## Passage to read

DATADOG 2025-11-04

Replication redefined: How we built a low-latency, multi-tenant data replication platform¶

Datadog Engineering retrospective (2025-11-04) on building the internal managed data-replication platform that powers Postgres-to-Elasticsearch, Postgres-to-Postgres, Postgres-to- Iceberg, Cassandra-to-X, and cross-region Kafka flows across the company. The narrative starts with a single Metrics Summary page slow-query incident on a shared Postgres and ends with a generalised multi-tenant CDC platform provisioned through Temporal workflows, schema-evolution- safe via a backward-compat Kafka Schema Registry, and customisable per tenant through Kafka Connect single-message transforms + a standardised enrichment API.

Summary¶

Datadog's Metrics Summary page — joining ~82K active metrics against ~817K metric configurations per org query on a shared Postgres — had grown to p90 ~7 s page latency with every facet adjustment triggering another expensive join. Rather than push Postgres up the index/vertical-scaling curve, Datadog concluded that real-time search + faceted filtering is a fundamentally different workload from OLTP and rerouted those queries to a dedicated search platform, with data dynamically denormalised during replication from Postgres into search-engine documents. Page load times dropped by up to 97% (~30 s → ~1 s) with replication lag ~500 ms. That one pipeline (Debezium → Kafka → sink connector into the search platform) became the seed of a managed multi-tenant replication platform. Four architectural pillars: (1) automate pipeline provisioning with Temporal workflows (modular reliable tasks stitched into higher-level orchestrations, replacing the ~7-step manual runbook per pipeline); (2) asynchronous replication as the foundation, chosen explicitly over synchronous to prioritise scalability, availability, and throughput over strict consistency; (3) schema-evolution safety via a two-part solution — an internal automated schema management validation system that analyses migration SQL before it's applied (blocking e.g. ALTER TABLE ... ALTER COLUMN ... SET NOT NULL that would break in-flight messages with null fields) + a multi-tenant Kafka Schema Registry configured for backward compatibility so new schemas must still work for older consumers; (4) pipeline customisations via Kafka Connect single-message transforms (dynamic topic renaming, column type conversion, composite primary keys by field concatenation, add/drop columns) + a standardised enrichment API sitting atop the search platform for derived-field / metadata augmentation. One pipeline grew into Postgres-to-Elasticsearch, Postgres-to-Postgres (to unwind Datadog's shared monolithic database), Postgres-to- Iceberg for event-driven analytics, Cassandra replication, and cross-region Kafka replication for Datadog On-Call data locality and resilience.

[Records from a dataset]
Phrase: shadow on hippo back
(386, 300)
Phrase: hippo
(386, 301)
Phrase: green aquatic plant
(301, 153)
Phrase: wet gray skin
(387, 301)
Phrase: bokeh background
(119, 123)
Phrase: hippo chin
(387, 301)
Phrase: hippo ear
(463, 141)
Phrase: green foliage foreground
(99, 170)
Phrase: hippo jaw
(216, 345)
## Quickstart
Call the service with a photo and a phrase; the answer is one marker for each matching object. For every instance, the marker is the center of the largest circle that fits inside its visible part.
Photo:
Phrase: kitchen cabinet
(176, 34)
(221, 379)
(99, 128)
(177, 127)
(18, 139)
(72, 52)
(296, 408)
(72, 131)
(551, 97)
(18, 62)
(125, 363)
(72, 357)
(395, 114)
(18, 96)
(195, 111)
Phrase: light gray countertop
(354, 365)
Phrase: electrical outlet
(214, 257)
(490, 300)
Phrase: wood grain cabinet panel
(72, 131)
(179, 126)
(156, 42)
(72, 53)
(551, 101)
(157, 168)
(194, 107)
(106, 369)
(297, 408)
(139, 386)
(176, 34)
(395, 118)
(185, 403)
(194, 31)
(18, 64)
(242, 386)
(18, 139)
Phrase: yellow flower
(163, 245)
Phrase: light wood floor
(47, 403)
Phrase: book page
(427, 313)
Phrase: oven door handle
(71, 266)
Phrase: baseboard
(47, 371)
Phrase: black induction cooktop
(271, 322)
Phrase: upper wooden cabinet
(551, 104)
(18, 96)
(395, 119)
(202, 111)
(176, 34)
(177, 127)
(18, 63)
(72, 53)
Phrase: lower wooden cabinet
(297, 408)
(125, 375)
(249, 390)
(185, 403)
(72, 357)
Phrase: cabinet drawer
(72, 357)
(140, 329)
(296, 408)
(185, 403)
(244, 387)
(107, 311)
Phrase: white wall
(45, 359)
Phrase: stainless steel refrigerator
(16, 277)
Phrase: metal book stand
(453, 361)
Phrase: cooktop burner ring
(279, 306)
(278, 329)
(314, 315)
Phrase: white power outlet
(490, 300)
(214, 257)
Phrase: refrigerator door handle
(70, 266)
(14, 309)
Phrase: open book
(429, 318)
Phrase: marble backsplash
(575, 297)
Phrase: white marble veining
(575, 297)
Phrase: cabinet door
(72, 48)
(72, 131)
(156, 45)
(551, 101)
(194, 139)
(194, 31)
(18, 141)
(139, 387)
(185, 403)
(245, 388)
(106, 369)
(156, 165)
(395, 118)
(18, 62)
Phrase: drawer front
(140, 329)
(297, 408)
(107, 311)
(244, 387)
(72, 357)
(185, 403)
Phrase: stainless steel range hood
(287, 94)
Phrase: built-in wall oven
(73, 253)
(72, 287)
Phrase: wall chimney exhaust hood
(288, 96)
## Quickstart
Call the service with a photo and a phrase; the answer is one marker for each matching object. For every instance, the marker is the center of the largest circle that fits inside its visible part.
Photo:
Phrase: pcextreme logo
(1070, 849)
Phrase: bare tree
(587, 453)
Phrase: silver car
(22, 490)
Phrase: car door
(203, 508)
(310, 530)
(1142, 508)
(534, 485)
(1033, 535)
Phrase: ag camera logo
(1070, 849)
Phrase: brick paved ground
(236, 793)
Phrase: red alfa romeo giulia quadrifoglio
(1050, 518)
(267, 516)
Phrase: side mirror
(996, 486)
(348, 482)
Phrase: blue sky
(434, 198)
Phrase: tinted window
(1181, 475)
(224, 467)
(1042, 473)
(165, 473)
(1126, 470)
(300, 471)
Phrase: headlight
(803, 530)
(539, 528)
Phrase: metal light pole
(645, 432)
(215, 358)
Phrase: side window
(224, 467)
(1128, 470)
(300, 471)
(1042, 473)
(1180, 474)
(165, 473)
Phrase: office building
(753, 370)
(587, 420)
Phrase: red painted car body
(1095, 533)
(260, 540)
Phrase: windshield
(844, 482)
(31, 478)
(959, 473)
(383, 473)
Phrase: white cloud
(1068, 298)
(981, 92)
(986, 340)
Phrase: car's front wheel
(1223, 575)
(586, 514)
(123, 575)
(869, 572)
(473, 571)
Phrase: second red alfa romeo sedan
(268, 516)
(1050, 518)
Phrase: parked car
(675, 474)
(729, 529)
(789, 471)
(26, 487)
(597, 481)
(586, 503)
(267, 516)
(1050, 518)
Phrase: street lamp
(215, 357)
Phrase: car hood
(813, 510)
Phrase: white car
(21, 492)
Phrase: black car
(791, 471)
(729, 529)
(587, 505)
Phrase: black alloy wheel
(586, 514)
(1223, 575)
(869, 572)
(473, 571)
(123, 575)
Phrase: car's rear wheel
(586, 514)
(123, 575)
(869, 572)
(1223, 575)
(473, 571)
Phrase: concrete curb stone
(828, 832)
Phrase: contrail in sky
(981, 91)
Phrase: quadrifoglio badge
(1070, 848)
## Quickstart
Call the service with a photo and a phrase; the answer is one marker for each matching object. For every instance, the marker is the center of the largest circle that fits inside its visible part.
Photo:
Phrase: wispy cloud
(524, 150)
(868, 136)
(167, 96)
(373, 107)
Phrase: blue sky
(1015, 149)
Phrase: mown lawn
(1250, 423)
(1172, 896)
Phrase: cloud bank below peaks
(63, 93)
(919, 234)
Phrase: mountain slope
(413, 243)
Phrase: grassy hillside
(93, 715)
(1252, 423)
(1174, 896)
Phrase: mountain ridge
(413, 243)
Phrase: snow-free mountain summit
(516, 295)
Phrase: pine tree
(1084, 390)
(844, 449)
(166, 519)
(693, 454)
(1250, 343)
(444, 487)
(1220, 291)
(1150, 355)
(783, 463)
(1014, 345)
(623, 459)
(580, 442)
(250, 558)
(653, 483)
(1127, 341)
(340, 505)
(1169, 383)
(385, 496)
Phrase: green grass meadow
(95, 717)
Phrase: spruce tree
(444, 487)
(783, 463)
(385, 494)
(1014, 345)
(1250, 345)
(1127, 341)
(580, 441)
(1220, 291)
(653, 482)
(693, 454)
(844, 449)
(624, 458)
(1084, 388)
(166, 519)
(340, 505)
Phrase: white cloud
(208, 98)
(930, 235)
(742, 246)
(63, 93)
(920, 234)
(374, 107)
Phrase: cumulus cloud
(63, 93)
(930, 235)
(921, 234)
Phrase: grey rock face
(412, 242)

## Exercise tasks
1. Does each statement agree with the replication platform retrospective? Answer yes or no for each, quoting the deciding words. (a) Page load times dropped by up to 97%. (b) Datadog chose synchronous replication as the foundation of the platform. (c) The multi-tenant Kafka Schema Registry is configured for forward compatibility.
2. Quote the replication platform retrospective from "Datadog Engineering retrospective" through "standardised enrichment API.", inclusive.
3. What replication lag does the replication platform retrospective report for the search pipeline?
These records were drawn from a separate source.

## Expected outputs
1.
(a) Yes: "Page load times dropped by up to 97% (~30 s → ~1 s)"
(b) No: "asynchronous replication as the foundation, chosen explicitly over synchronous"
(c) No: "a multi-tenant Kafka Schema Registry configured for backward compatibility"

2.
Datadog Engineering retrospective (2025-11-04) on building the internal managed data-replication platform that powers Postgres-to-Elasticsearch, Postgres-to-Postgres, Postgres-to- Iceberg, Cassandra-to-X, and cross-region Kafka flows across the company. The narrative starts with a single Metrics Summary page slow-query incident on a shared Postgres and ends with a generalised multi-tenant CDC platform provisioned through Temporal workflows, schema-evolution- safe via a backward-compat Kafka Schema Registry, and customisable per tenant through Kafka Connect single-message transforms + a standardised enrichment API.

3. About 500 ms.